Reading text >>
□ □ □ □ □

The History of Nursing

Nursing is sometimes described as the “oldest of arts and the newest of professions.” The term nursing originally referred to acts of care giving and compassion. The word derives from Latin and means ‘to nourish.’

Although as a formal industry the field of home nursing and home care are relatively new, nursing done in the home setting dates back to the early 1600s when St. Vincent de Paul developed a ministry in which members didn’t remain cloistered, rather they went into the community to nurse the sick in their own homes. Early developments in the field of nursing are closely tied to the Church. Nurses sought to follow religious teachings which instructed them to care for others, help the sick, and provide assistance to those in need.

Florence_NightingaleOver the years it became clear that care alone was not enough to fully assist with the rehabilitation of sick patients. Nursing care began to take on a more medical role. The best known figure in the history of nursing is Florence Nightingale, an English nurse who is frequently credited as the founder of modern nursing. She was a staunch advocate for the rights and care of wounded soldiers during the Crimean War. Nightingale fought against social resistance and effectively saved the lives of many, many soldiers. She used her experiences to formulate what would eventually become the curriculum and theory of the first formal training programs for nurses and in 1860 the Nightingale Training School for Nurses was opened.

Today there are many different options in education for nurses, however all practicing nurses must hold specific credentials. A Licensed Practical Nurse (LPN) must hold a high school diploma and must successfully complete an LPN training course, which typically takes about one year and involves classroom lecture as well as hands-on practical skills instruction. LPNs often work under the supervision of Registered Nurses. A Registered Nurses (RN) has extensive training and must hold an advanced degree, for example an Bachelor of Science in nursing. Training to become a registered nurse typically requires four years. Sometimes RNs specialize in a particular field of medicine, others practice in a variety of settings.

According to the American Nurses Association “nursing is the protection, promotion, and optimization of health and abilities; prevention of illness and injury; alleviation of suffering through diagnosis and treatment of human responses; and advocacy in health care for individuals, families, communities, and populations.”

The nursing profession draws on science, theory, social factors and developing technologies to best serve the healthcare needs of patients. Nurses provide care to patients in all stages of health and wellness across a wide variety of healthcare settings. The field of nursing has evolved into a critical component of the current healthcare system.

□ □ □ □ □

Records supplied >>

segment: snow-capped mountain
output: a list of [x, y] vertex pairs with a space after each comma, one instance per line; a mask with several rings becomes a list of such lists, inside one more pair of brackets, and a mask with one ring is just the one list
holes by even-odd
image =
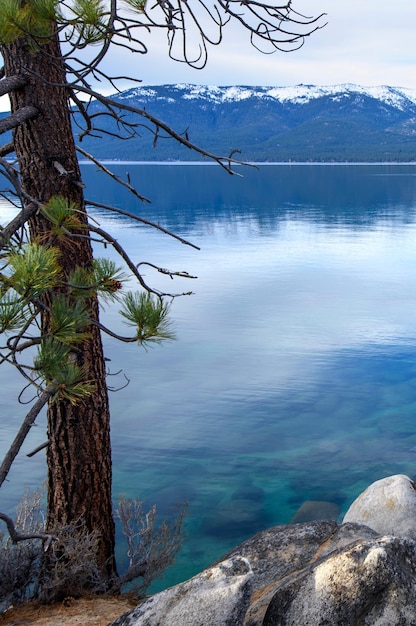
[[[416, 89], [353, 84], [251, 87], [143, 86], [116, 96], [146, 109], [207, 151], [241, 150], [253, 161], [416, 161]], [[99, 156], [136, 160], [201, 157], [172, 140], [90, 145]]]

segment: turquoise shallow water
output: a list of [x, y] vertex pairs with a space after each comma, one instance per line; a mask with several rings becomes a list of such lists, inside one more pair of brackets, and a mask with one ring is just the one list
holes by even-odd
[[[168, 281], [195, 291], [173, 304], [176, 342], [147, 352], [105, 344], [110, 372], [130, 379], [111, 394], [115, 496], [162, 512], [189, 502], [186, 541], [161, 585], [288, 523], [307, 500], [342, 515], [370, 482], [416, 475], [416, 168], [265, 166], [244, 178], [197, 165], [116, 170], [129, 170], [152, 204], [91, 167], [87, 195], [201, 248], [94, 210], [135, 262], [198, 276]], [[115, 311], [103, 321], [118, 324]], [[0, 376], [10, 390], [3, 445], [19, 414], [17, 383]], [[44, 437], [40, 419], [27, 449]], [[42, 479], [41, 456], [19, 460], [4, 506]]]

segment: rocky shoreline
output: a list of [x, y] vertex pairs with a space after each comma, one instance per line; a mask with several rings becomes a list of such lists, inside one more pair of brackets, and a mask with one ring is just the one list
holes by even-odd
[[109, 626], [414, 626], [415, 513], [415, 482], [384, 478], [341, 523], [262, 531]]

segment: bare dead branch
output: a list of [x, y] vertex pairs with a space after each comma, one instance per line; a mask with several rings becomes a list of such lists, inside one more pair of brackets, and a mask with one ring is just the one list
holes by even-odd
[[14, 152], [13, 141], [9, 141], [9, 143], [4, 144], [4, 146], [0, 146], [0, 157], [5, 157], [12, 152]]
[[183, 243], [185, 246], [191, 246], [191, 248], [195, 248], [195, 250], [201, 249], [198, 246], [196, 246], [194, 243], [191, 243], [190, 241], [183, 239], [183, 237], [179, 237], [179, 235], [175, 235], [175, 233], [172, 233], [170, 230], [167, 230], [160, 224], [156, 224], [155, 222], [146, 220], [144, 217], [139, 217], [138, 215], [135, 215], [134, 213], [130, 213], [130, 211], [124, 211], [123, 209], [118, 209], [117, 207], [113, 207], [110, 204], [94, 202], [93, 200], [86, 200], [85, 202], [86, 204], [89, 204], [90, 206], [95, 206], [97, 208], [105, 209], [106, 211], [112, 211], [114, 213], [118, 213], [119, 215], [125, 215], [126, 217], [131, 217], [133, 220], [136, 220], [136, 222], [141, 222], [142, 224], [146, 224], [146, 226], [150, 226], [151, 228], [156, 228], [156, 230], [160, 230], [162, 233], [165, 233], [165, 235], [169, 235], [169, 237], [173, 237], [173, 239], [177, 239], [178, 241]]
[[0, 80], [0, 96], [4, 96], [15, 89], [24, 87], [27, 84], [27, 78], [20, 74], [16, 76], [8, 76], [7, 78], [1, 78]]
[[139, 194], [139, 192], [137, 191], [135, 187], [133, 187], [133, 185], [131, 185], [129, 182], [124, 181], [122, 178], [120, 178], [120, 176], [117, 176], [116, 174], [114, 174], [114, 172], [112, 172], [107, 167], [105, 167], [103, 163], [101, 163], [100, 161], [98, 161], [98, 159], [93, 157], [92, 154], [89, 154], [88, 152], [80, 148], [79, 146], [77, 146], [76, 149], [77, 149], [77, 152], [79, 152], [80, 154], [85, 156], [85, 158], [87, 158], [89, 161], [94, 163], [102, 172], [110, 176], [113, 180], [115, 180], [117, 183], [119, 183], [123, 187], [126, 187], [126, 189], [130, 191], [130, 193], [136, 196], [136, 198], [138, 198], [139, 200], [142, 200], [143, 202], [150, 203], [149, 198], [146, 198], [145, 196], [142, 196], [141, 194]]
[[32, 450], [32, 452], [28, 452], [26, 456], [31, 458], [32, 456], [35, 456], [35, 454], [37, 454], [38, 452], [41, 452], [42, 450], [47, 448], [48, 445], [49, 445], [49, 441], [44, 441], [43, 443], [40, 444], [40, 446], [37, 446], [37, 448]]
[[10, 539], [12, 540], [12, 543], [16, 544], [19, 541], [26, 541], [28, 539], [42, 539], [43, 541], [46, 541], [44, 550], [47, 550], [51, 541], [55, 539], [54, 535], [50, 535], [48, 533], [28, 533], [28, 534], [19, 533], [16, 530], [16, 527], [14, 525], [12, 518], [6, 515], [5, 513], [0, 513], [0, 519], [6, 523], [7, 530], [10, 535]]
[[56, 391], [55, 385], [48, 385], [46, 390], [37, 399], [37, 401], [34, 403], [32, 408], [30, 409], [29, 413], [26, 415], [25, 419], [23, 420], [23, 423], [19, 428], [19, 432], [14, 438], [14, 441], [11, 444], [9, 450], [7, 451], [4, 457], [3, 463], [0, 466], [0, 487], [6, 480], [7, 474], [9, 473], [12, 463], [14, 459], [16, 458], [16, 456], [18, 455], [19, 450], [22, 447], [23, 442], [26, 439], [26, 436], [28, 435], [31, 427], [33, 426], [37, 416], [39, 415], [40, 411], [43, 409], [45, 404], [48, 402], [49, 398], [55, 393], [55, 391]]

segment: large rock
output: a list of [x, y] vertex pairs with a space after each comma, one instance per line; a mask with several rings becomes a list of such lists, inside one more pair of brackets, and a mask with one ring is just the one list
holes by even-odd
[[414, 491], [410, 478], [391, 477], [367, 489], [361, 512], [353, 517], [353, 505], [341, 525], [260, 532], [110, 626], [414, 626]]
[[377, 480], [354, 500], [343, 521], [382, 535], [416, 538], [416, 484], [403, 474]]
[[416, 624], [416, 543], [381, 537], [282, 581], [260, 626]]
[[110, 626], [242, 626], [253, 573], [236, 557], [151, 596]]

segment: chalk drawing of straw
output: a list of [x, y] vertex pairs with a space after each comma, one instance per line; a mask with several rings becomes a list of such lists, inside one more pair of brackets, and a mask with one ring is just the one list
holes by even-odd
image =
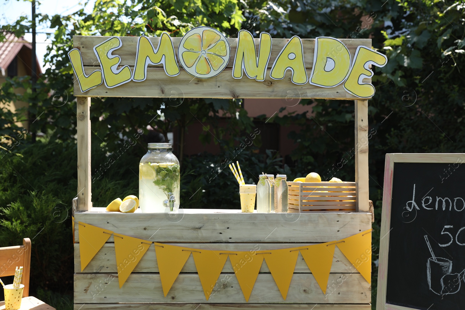
[[452, 261], [447, 258], [436, 257], [427, 236], [425, 236], [425, 240], [432, 256], [428, 259], [426, 265], [426, 275], [430, 290], [438, 295], [455, 294], [460, 289], [460, 282], [464, 278], [465, 270], [460, 273], [451, 273]]

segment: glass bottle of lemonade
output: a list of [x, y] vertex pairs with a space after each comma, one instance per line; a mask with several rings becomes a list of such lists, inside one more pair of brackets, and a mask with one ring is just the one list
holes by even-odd
[[177, 209], [180, 180], [179, 161], [171, 152], [171, 144], [149, 143], [148, 152], [139, 163], [139, 204], [142, 212], [165, 212], [173, 202]]

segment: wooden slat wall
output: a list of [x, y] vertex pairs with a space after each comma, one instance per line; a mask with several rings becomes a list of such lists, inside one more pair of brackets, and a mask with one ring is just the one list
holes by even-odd
[[[173, 223], [164, 213], [74, 213], [77, 221], [157, 242], [325, 242], [350, 237], [372, 227], [371, 213], [368, 212], [289, 216], [186, 213], [179, 222]], [[78, 226], [74, 225], [76, 242], [79, 242]], [[111, 236], [108, 242], [113, 240]]]
[[[74, 214], [76, 221], [123, 235], [181, 246], [226, 251], [300, 246], [343, 238], [371, 227], [371, 214], [367, 213], [301, 213], [295, 215], [298, 217], [294, 218], [295, 221], [292, 223], [290, 219], [292, 218], [286, 216], [285, 214], [188, 213], [185, 214], [180, 221], [173, 223], [163, 213], [78, 211]], [[74, 245], [75, 310], [226, 310], [232, 308], [252, 310], [278, 307], [289, 310], [312, 307], [321, 310], [367, 310], [370, 307], [370, 284], [337, 247], [326, 295], [299, 254], [286, 301], [264, 261], [252, 295], [246, 303], [229, 258], [211, 298], [206, 301], [192, 256], [165, 297], [153, 245], [120, 289], [113, 237], [84, 272], [80, 272], [79, 226], [74, 226], [75, 239], [78, 242]], [[221, 284], [221, 279], [224, 279], [223, 283], [226, 280], [226, 284]], [[278, 303], [280, 304], [272, 304]], [[305, 304], [305, 307], [301, 304]]]

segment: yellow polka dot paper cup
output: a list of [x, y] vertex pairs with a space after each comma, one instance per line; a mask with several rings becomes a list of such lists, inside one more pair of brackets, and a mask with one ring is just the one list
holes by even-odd
[[5, 310], [18, 310], [21, 308], [24, 284], [20, 284], [19, 289], [13, 289], [13, 284], [9, 284], [3, 288], [5, 292]]
[[239, 185], [239, 194], [240, 195], [240, 208], [242, 212], [253, 212], [253, 210], [255, 208], [257, 185], [246, 184]]

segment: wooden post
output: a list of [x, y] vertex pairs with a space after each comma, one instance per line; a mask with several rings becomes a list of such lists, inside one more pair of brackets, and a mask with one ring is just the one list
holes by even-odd
[[355, 100], [355, 192], [357, 212], [369, 212], [368, 101]]
[[91, 202], [90, 97], [77, 98], [78, 207], [88, 211]]

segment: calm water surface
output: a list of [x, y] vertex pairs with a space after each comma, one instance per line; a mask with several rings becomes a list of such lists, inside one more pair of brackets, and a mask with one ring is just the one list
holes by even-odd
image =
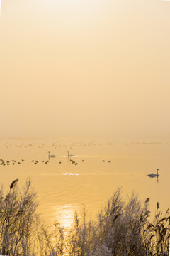
[[[30, 176], [42, 215], [65, 227], [70, 226], [75, 210], [80, 213], [84, 206], [94, 216], [118, 187], [125, 198], [135, 191], [142, 201], [151, 199], [152, 211], [157, 201], [166, 210], [170, 206], [169, 149], [167, 142], [4, 139], [0, 158], [10, 164], [0, 166], [0, 183], [6, 191], [13, 179], [19, 178], [22, 186]], [[57, 156], [45, 164], [48, 151]], [[68, 159], [67, 151], [75, 157]], [[12, 159], [25, 161], [12, 165]], [[157, 168], [159, 180], [149, 178], [147, 174]]]

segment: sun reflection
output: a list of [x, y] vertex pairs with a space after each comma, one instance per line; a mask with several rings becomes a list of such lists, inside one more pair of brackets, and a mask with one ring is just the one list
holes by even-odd
[[[54, 219], [62, 227], [70, 228], [74, 223], [75, 212], [79, 211], [79, 206], [72, 204], [67, 204], [62, 206], [54, 206]], [[56, 216], [57, 218], [56, 219]]]

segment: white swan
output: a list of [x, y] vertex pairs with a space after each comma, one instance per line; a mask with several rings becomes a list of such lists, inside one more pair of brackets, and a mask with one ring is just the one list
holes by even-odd
[[68, 156], [68, 157], [72, 157], [72, 156], [74, 156], [74, 155], [69, 155], [69, 151], [67, 151], [67, 153], [68, 153], [68, 155], [67, 155], [67, 156]]
[[55, 155], [50, 155], [50, 151], [48, 151], [48, 157], [55, 157], [56, 156]]
[[151, 178], [158, 177], [158, 176], [159, 176], [158, 171], [159, 171], [159, 169], [157, 169], [157, 174], [154, 174], [154, 173], [152, 173], [152, 174], [147, 174], [147, 176], [149, 176], [151, 177]]

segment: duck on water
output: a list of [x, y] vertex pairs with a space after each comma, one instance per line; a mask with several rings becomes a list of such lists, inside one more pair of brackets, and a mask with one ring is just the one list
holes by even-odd
[[67, 156], [68, 156], [68, 157], [75, 156], [74, 155], [69, 154], [69, 151], [67, 151], [67, 154], [67, 154]]
[[154, 173], [151, 173], [151, 174], [147, 174], [147, 176], [149, 176], [149, 177], [151, 177], [151, 178], [154, 178], [154, 177], [158, 178], [158, 176], [159, 176], [158, 171], [159, 171], [159, 170], [157, 169], [157, 174]]

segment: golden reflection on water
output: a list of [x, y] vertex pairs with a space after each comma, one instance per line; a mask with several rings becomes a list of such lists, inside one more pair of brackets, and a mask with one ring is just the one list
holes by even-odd
[[[94, 217], [118, 187], [123, 198], [134, 191], [143, 201], [150, 198], [152, 212], [157, 201], [165, 211], [170, 204], [170, 144], [158, 142], [1, 140], [1, 158], [10, 164], [0, 165], [1, 184], [6, 191], [13, 180], [18, 178], [21, 187], [30, 176], [39, 211], [51, 224], [58, 221], [67, 228], [73, 223], [75, 210], [81, 214], [82, 205]], [[76, 156], [77, 165], [66, 157], [68, 150]], [[48, 151], [60, 156], [47, 162]], [[157, 168], [158, 181], [147, 176]]]
[[79, 206], [72, 204], [64, 206], [55, 206], [52, 207], [54, 212], [53, 220], [58, 222], [61, 226], [70, 228], [74, 224], [75, 212], [79, 212]]

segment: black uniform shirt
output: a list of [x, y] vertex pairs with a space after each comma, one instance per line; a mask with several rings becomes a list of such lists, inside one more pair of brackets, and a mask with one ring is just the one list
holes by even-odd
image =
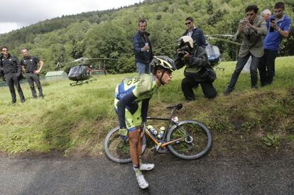
[[21, 65], [24, 66], [26, 73], [33, 73], [35, 70], [38, 69], [38, 63], [40, 62], [39, 59], [34, 56], [29, 56], [28, 57], [23, 57], [21, 60]]
[[1, 66], [3, 66], [3, 71], [5, 74], [17, 73], [18, 62], [16, 57], [10, 54], [7, 57], [2, 56]]

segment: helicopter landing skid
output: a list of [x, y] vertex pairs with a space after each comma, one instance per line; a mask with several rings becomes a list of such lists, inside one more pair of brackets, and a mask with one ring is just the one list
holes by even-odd
[[94, 81], [96, 81], [96, 80], [97, 79], [95, 78], [92, 78], [92, 79], [89, 79], [89, 80], [77, 81], [77, 82], [72, 82], [72, 83], [70, 83], [70, 86], [76, 86], [76, 85], [80, 85], [80, 84], [85, 84], [85, 83], [89, 84], [89, 83], [90, 83], [92, 82], [94, 82]]

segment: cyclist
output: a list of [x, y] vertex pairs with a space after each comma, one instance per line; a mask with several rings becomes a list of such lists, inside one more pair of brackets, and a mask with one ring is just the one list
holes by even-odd
[[[175, 69], [173, 60], [165, 56], [155, 56], [151, 67], [153, 74], [125, 78], [116, 87], [114, 99], [114, 109], [119, 120], [119, 133], [123, 138], [129, 138], [134, 170], [141, 189], [148, 186], [141, 171], [154, 168], [153, 164], [142, 164], [140, 159], [149, 100], [157, 88], [170, 82], [172, 72]], [[141, 110], [138, 104], [140, 101]]]

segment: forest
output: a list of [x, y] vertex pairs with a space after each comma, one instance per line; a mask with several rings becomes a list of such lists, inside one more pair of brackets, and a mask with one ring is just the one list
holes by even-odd
[[[192, 16], [197, 27], [213, 37], [233, 35], [245, 16], [245, 8], [256, 4], [261, 11], [273, 10], [273, 0], [145, 0], [133, 6], [77, 15], [62, 16], [0, 35], [0, 45], [20, 60], [21, 48], [44, 60], [42, 74], [56, 69], [59, 62], [68, 71], [67, 62], [82, 57], [111, 57], [119, 60], [107, 63], [109, 73], [136, 70], [132, 38], [139, 18], [148, 21], [153, 52], [173, 57], [176, 40], [186, 29], [185, 18]], [[280, 56], [294, 55], [294, 1], [284, 1], [285, 13], [292, 20], [291, 36], [283, 40]], [[223, 38], [227, 39], [228, 38]], [[241, 43], [241, 40], [239, 40]], [[222, 61], [235, 60], [238, 45], [221, 39], [212, 39], [217, 45]], [[92, 61], [97, 67], [101, 61]]]

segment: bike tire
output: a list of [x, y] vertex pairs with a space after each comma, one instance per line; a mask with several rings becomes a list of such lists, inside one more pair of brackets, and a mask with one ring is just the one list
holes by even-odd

□ □ □ □ □

Instructions >>
(A) What does the nursing history text say the nursing profession draws on to serve patients' healthcare needs? List each item.
(B) Can you repeat the part of the nursing history text that opens with the words containing "Today there are" and closes with "variety of settings."?
The data has no connection to the nursing history text.

Task-by-task solutions >>
(A)
- Science
- Theory
- Social factors
- Developing technologies

(B)
Today there are many different options in education for nurses, however all practicing nurses must hold specific credentials. A Licensed Practical Nurse (LPN) must hold a high school diploma and must successfully complete an LPN training course, which typically takes about one year and involves classroom lecture as well as hands-on practical skills instruction. LPNs often work under the supervision of Registered Nurses. A Registered Nurses (RN) has extensive training and must hold an advanced degree, for example an Bachelor of Science in nursing. Training to become a registered nurse typically requires four years. Sometimes RNs specialize in a particular field of medicine, others practice in a variety of settings.